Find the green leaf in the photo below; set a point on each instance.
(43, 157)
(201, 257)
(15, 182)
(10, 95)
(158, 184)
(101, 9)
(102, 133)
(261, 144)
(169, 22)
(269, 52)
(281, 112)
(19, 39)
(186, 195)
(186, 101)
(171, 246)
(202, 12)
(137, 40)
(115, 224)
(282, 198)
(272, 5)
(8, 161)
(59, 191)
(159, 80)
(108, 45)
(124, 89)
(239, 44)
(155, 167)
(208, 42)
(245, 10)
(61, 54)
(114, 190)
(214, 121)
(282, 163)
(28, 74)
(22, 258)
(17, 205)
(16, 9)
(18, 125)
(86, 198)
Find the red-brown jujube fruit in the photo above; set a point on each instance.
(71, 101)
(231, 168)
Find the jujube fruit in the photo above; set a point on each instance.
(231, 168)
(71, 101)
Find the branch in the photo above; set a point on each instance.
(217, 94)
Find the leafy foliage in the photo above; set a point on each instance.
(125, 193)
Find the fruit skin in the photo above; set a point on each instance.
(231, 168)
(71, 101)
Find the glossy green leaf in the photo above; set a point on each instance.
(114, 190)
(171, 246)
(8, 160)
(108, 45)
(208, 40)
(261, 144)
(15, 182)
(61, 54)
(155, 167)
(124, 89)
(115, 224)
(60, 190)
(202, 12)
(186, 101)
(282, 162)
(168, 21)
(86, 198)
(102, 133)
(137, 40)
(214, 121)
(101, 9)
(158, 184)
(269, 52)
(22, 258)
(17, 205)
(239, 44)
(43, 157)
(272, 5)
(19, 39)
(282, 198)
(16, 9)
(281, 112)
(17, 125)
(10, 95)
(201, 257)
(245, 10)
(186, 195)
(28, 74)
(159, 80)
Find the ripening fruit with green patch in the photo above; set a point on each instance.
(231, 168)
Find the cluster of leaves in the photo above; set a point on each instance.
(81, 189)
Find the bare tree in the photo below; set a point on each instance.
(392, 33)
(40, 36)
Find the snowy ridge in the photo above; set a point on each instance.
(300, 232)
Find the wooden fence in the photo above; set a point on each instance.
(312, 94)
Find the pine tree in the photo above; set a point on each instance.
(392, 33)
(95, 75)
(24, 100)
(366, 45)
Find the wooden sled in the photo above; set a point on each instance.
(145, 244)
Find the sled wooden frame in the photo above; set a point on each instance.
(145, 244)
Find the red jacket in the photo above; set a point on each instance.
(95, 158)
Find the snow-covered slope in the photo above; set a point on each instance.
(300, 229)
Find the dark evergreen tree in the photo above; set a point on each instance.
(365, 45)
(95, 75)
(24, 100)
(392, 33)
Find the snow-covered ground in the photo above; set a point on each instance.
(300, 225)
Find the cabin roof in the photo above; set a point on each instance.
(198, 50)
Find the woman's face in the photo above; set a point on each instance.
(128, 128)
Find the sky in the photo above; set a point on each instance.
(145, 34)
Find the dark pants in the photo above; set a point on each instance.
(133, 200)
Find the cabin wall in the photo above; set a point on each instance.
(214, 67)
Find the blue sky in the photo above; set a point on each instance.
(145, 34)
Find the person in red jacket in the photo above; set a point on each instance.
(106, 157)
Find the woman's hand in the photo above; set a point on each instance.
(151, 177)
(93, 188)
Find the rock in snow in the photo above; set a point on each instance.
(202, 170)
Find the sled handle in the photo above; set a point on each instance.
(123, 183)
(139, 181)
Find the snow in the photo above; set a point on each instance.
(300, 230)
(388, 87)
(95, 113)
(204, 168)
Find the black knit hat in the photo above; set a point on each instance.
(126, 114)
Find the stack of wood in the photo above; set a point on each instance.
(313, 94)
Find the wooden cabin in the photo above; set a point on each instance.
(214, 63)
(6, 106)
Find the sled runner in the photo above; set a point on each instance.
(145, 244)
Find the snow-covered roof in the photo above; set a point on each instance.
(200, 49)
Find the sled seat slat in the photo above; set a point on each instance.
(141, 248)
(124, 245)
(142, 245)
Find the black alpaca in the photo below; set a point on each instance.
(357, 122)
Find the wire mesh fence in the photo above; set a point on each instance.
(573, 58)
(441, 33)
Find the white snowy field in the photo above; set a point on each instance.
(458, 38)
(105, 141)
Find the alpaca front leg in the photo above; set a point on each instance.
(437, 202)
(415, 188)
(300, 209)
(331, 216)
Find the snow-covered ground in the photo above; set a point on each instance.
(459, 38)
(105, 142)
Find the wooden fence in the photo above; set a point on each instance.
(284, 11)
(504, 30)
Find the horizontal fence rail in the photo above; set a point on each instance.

--- Task directions ---
What you give back should match the entries above exactly.

--- Output of the exercise ---
Find the green leaf in the photo below; set a point on each instance.
(43, 157)
(201, 257)
(15, 182)
(10, 95)
(158, 184)
(101, 9)
(102, 133)
(261, 144)
(169, 22)
(269, 52)
(281, 112)
(19, 39)
(186, 195)
(186, 101)
(171, 246)
(202, 12)
(137, 40)
(115, 224)
(282, 198)
(272, 5)
(8, 161)
(59, 191)
(159, 80)
(108, 45)
(124, 89)
(239, 44)
(155, 167)
(208, 42)
(245, 10)
(61, 54)
(114, 190)
(214, 121)
(282, 163)
(28, 74)
(22, 258)
(17, 205)
(16, 9)
(18, 125)
(86, 198)
Find the red-brown jujube fruit in the photo above; set a point on each instance.
(71, 101)
(231, 168)
Find the jujube fruit in the photo above; set a point on each instance.
(231, 168)
(71, 101)
Find the branch in the photo above; set a point on each instance.
(217, 94)
Find the leafy foliage in the photo above; set a point on each instance.
(125, 193)
Find the fruit skin in the photo above; set a point on each instance.
(231, 168)
(71, 101)
Find the glossy green leaf in the photo above; set a point on each instance.
(114, 190)
(171, 246)
(8, 160)
(108, 45)
(208, 40)
(261, 144)
(15, 182)
(61, 54)
(155, 167)
(124, 89)
(115, 224)
(60, 190)
(202, 12)
(186, 101)
(282, 162)
(168, 21)
(86, 198)
(102, 133)
(137, 40)
(214, 121)
(101, 9)
(158, 184)
(269, 52)
(22, 258)
(17, 205)
(239, 44)
(43, 157)
(272, 5)
(19, 39)
(282, 198)
(16, 9)
(281, 112)
(17, 125)
(10, 95)
(201, 257)
(245, 10)
(186, 195)
(28, 74)
(159, 80)
Find the ripening fruit with green patch in the photo above; set a point on each instance.
(231, 168)
Find the cluster of leaves in the photo above; set a point on each instance.
(81, 189)
Find the bare tree in the photo below; set a point on each instance.
(392, 33)
(40, 36)
Find the snowy ridge in the photo above; set a point on each instance.
(300, 232)
Find the wooden fence in the photo above; set a point on each instance.
(312, 94)
Find the pine tree in the photo above; set a point on each instance.
(392, 33)
(95, 75)
(24, 100)
(366, 45)
Find the wooden sled in the photo above; set a point on each instance.
(145, 244)
Find the sled wooden frame in the photo above; set a point on each instance.
(145, 244)
Find the red jacket in the photo above; set a point on each instance.
(95, 158)
Find the snow-covered slope in the photo above; set a point on each instance.
(300, 229)
Find the dark evergreen tree in the photo above; set a point on each instance.
(365, 45)
(95, 75)
(24, 100)
(392, 33)
Find the snow-covered ground in the photo above; set a point on each instance.
(300, 225)
Find the cabin roof in the photo above; set a point on each instance.
(198, 50)
Find the woman's face in the photo above; set a point on each instance.
(128, 128)
Find the sky in the photo above; set a point on each instance.
(145, 34)
Find the dark pants in the photo above; set a point on each instance.
(133, 200)
Find the cabin wall in the photo above; set a point on each instance.
(214, 67)
Find the blue sky in the photo above; set a point on each instance.
(145, 34)
Find the person in red jacket in the photo above; set a point on each instance.
(106, 157)
Find the woman's hand in the photo above; set a point on each instance.
(151, 177)
(93, 188)
Find the rock in snow in the photo above; set a point on each instance.
(202, 170)
Find the sled handle in the photo above; set a point on each instance.
(123, 183)
(139, 181)
Find the snow in the photo above; set a point on each instance.
(300, 230)
(388, 87)
(95, 113)
(204, 168)
Find the black knit hat in the photo above; set a point on each instance.
(126, 114)
Find the stack of wood in the photo above; set a point on each instance.
(313, 94)
Find the wooden cabin in the photo above; set a point on each instance.
(214, 63)
(6, 106)
Find the sled runner in the photo above; set a point on each instance.
(145, 244)
Find the snow-covered roof in the photo above; set a point on each instance.
(200, 49)
Find the sled seat slat in the photo above; set a point on each instance.
(141, 248)
(124, 245)
(142, 245)
Find the black alpaca in the photo below; set a point on each instance.
(357, 122)
Find the wire mesh fence in the photo above; set a point on each instance.
(573, 58)
(441, 33)
Find the white snowy field in the photo above; set a point on each instance.
(458, 38)
(105, 141)
Find the alpaca front leg in the photo above; set a point on each instance.
(437, 202)
(415, 188)
(300, 209)
(331, 216)
Find the snow-covered ground in the photo above; set a point on each instance.
(459, 38)
(105, 142)
Find the wooden fence in the photo above; set a point on each instance.
(284, 11)
(504, 30)
Find the horizontal fence rail in the photo above; set a point on each instance.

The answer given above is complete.